Ulrike H. hat bereits zwei Kinder per Kaiserschnitt zur Welt gebracht, als sie sich für die Geburt ihres dritten Kindes für eine große Kölner Klinik entscheidet. Im Kreißsaal kurz vor dem Eingriff schnallt ihr der Anästhesist unerwartet die Arme fest: "Damit Sie nicht plötzlich um sich schlagen", meint er jovial. Die Kölnerin fühlt sich völlig überrumpelt: Warum ist das auf einmal nötig, wenn es bei den ersten beiden Kaiserschnitten doch auch nicht so war?
"Ich habe mich noch nie so gedemütigt gefühlt wie in diesem Augenblick", sagt die 40-Jährige. "Man liegt da halbnackt mit gespreizten Beinen, umgeben von lauter Fremden, und wird auch noch festgeschnallt." Traumatische Erlebnisse während der Geburt - gemeint sind damit keineswegs die meist unvermeidlichen Schmerzen, sondern Gewalt durch das Krankenhauspersonal, sei es in verbaler oder physischer Form. "Das Spektrum ist hier recht breit und reicht von einem Ignorieren der Bedürfnisse der Gebärenden bis hin zu Beleidigungen, Bedrohungen, Verleumdungen, Entwertungen und Angst einjagen", schreibt die Soziologin Christina Mundlos in ihrem Buch "Gewalt unter der Geburt".

DATENAUSZÜGE:
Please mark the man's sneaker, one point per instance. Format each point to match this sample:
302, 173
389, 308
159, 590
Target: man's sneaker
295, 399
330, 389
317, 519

AUFGABENSTELLUNG: Schreiben Sie aus dem Text über Gewalt bei der Geburt den Abschnitt wortgetreu ab, beginnend mit „Ulrike H. hat“ und weiter bis einschließlich „nicht so war?“.

ANTWORT:
Ulrike H. hat bereits zwei Kinder per Kaiserschnitt zur Welt gebracht, als sie sich für die Geburt ihres dritten Kindes für eine große Kölner Klinik entscheidet. Im Kreißsaal kurz vor dem Eingriff schnallt ihr der Anästhesist unerwartet die Arme fest: "Damit Sie nicht plötzlich um sich schlagen", meint er jovial. Die Kölnerin fühlt sich völlig überrumpelt: Warum ist das auf einmal nötig, wenn es bei den ersten beiden Kaiserschnitten doch auch nicht so war?